§ GOAL OF THE EXERCISE:
Rewrite the listing's lines as a numbered list, from the line with "[region] <item>chocolate heart" up to and including the line with "[[[5,68],[0,65],[0,84],[5,83],[8,81],[8,75],[5,71]]]", skipping any blank lines.

start SOURCE RECORDS

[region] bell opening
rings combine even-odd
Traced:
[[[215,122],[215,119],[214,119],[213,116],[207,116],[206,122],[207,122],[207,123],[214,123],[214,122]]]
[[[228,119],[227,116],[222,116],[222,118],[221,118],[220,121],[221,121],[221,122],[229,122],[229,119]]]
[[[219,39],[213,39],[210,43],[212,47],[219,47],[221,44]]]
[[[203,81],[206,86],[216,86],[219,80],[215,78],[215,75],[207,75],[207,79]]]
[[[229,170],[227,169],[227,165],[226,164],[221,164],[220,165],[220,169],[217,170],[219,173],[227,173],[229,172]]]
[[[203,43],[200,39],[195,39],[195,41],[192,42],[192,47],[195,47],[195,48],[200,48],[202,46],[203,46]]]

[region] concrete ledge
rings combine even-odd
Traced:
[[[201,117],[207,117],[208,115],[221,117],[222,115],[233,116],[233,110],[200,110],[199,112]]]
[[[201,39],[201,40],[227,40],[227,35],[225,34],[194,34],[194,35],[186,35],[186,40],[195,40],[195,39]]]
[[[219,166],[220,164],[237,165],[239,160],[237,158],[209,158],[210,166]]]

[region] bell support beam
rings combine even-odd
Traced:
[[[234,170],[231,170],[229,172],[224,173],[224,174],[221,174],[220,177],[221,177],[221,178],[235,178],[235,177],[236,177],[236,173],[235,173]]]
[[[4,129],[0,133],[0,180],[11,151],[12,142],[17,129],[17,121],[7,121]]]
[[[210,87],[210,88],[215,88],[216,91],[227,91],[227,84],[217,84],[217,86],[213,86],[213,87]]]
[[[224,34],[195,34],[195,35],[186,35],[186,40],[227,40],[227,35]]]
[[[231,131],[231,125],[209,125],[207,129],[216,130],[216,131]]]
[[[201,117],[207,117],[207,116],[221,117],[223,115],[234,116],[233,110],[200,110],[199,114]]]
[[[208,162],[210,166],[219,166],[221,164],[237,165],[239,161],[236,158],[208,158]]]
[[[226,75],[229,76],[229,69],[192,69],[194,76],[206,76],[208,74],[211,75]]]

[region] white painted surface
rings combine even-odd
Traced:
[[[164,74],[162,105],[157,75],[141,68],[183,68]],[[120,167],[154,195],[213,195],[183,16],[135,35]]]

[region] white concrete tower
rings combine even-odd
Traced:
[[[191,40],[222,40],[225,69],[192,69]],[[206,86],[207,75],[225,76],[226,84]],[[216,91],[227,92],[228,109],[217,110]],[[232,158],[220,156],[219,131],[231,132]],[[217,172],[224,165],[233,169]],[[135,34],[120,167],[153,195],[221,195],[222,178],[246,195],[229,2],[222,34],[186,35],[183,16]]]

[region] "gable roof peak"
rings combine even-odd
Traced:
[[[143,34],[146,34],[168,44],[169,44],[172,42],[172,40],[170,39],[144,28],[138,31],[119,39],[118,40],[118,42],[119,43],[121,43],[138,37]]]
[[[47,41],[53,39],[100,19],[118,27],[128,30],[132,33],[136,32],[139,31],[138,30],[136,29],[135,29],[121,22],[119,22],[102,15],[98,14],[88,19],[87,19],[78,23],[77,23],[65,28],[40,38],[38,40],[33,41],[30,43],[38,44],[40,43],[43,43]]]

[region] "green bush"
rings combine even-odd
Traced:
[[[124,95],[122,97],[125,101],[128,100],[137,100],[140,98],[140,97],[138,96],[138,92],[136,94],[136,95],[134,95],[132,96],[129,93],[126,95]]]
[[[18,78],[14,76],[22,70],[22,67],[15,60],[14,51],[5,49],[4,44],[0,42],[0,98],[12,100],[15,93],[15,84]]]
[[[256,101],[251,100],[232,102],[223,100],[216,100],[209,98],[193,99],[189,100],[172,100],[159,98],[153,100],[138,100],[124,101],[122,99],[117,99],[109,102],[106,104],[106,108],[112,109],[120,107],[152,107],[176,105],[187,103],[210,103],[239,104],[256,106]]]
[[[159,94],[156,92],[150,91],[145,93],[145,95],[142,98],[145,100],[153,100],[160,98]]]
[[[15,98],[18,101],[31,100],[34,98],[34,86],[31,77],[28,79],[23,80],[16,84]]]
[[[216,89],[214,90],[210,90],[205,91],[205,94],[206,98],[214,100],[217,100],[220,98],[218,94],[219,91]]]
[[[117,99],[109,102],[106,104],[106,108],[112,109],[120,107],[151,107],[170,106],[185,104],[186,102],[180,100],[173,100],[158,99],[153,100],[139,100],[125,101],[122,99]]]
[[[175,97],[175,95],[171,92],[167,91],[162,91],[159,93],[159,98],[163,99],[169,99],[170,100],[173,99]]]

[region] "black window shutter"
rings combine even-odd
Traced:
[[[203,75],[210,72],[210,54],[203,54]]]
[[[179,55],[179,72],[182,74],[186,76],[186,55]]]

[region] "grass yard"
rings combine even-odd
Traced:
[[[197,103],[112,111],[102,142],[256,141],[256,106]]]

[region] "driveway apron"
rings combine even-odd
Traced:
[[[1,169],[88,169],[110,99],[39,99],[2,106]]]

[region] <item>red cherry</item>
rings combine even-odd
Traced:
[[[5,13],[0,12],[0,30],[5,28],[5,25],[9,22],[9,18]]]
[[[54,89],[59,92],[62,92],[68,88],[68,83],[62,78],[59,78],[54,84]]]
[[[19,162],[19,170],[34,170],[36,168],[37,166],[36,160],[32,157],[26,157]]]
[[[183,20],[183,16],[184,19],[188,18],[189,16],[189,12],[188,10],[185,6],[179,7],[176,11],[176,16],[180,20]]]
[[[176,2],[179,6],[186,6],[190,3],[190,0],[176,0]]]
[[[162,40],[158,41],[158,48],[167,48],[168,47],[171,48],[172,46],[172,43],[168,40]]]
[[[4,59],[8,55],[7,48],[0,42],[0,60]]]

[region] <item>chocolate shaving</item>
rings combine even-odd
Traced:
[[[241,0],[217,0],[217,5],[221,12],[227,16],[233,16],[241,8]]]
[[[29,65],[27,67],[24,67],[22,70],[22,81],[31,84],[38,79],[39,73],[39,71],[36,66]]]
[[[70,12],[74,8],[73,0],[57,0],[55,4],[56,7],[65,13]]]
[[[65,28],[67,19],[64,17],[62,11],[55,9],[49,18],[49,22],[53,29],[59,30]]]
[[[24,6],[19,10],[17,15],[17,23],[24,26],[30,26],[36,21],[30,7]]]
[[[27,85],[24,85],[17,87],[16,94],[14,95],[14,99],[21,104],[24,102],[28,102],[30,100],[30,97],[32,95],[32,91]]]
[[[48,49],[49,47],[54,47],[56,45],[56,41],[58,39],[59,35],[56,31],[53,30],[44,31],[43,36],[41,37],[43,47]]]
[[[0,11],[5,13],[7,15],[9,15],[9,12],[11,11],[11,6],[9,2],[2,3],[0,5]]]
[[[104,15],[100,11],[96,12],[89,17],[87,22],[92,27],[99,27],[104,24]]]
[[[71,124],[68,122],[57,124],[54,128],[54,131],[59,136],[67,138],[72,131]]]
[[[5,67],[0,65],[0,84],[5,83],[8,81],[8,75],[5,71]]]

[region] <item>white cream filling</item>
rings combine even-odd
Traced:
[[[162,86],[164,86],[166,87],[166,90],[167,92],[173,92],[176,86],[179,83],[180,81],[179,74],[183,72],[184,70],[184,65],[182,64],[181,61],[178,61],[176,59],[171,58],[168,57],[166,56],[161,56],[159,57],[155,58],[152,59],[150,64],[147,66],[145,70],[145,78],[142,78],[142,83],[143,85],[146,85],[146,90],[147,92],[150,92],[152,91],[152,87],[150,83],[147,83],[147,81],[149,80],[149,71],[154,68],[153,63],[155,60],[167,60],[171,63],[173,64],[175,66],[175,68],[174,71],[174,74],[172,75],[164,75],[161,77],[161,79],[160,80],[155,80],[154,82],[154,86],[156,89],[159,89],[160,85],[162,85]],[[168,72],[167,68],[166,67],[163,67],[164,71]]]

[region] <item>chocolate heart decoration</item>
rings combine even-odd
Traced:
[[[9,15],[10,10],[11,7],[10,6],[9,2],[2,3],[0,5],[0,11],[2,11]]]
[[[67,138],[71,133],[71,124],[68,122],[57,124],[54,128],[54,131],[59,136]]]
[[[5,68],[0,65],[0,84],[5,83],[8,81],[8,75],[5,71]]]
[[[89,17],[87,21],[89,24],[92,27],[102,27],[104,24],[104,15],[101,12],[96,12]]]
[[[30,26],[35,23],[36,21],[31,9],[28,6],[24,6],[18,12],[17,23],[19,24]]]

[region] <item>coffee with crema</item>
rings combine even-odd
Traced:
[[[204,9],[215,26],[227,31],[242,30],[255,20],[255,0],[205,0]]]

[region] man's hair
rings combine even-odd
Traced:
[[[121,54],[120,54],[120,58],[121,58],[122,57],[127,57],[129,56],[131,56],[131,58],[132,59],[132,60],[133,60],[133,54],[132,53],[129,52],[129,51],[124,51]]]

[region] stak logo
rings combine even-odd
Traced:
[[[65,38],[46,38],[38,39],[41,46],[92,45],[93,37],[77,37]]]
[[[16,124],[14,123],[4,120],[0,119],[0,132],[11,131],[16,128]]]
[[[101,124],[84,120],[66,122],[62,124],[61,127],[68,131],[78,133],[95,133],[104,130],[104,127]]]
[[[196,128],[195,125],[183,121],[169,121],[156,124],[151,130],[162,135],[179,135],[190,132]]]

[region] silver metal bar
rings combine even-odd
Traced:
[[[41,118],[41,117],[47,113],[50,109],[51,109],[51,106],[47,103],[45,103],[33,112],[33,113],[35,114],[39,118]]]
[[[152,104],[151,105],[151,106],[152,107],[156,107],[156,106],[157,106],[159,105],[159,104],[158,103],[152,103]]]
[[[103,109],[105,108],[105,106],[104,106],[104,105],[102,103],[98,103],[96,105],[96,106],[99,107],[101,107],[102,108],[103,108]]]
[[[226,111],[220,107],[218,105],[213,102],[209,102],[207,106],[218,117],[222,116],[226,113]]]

end SOURCE RECORDS

§ TASK OUTPUT:
1. [region] <item>chocolate heart decoration</item>
2. rings combine even-odd
3. Traced:
4. [[[9,15],[10,10],[11,7],[10,6],[9,2],[2,3],[0,5],[0,11],[2,11]]]
5. [[[67,138],[71,133],[71,124],[68,122],[57,124],[54,128],[54,131],[59,136]]]
6. [[[5,68],[0,65],[0,84],[5,83],[8,81],[8,75],[5,71]]]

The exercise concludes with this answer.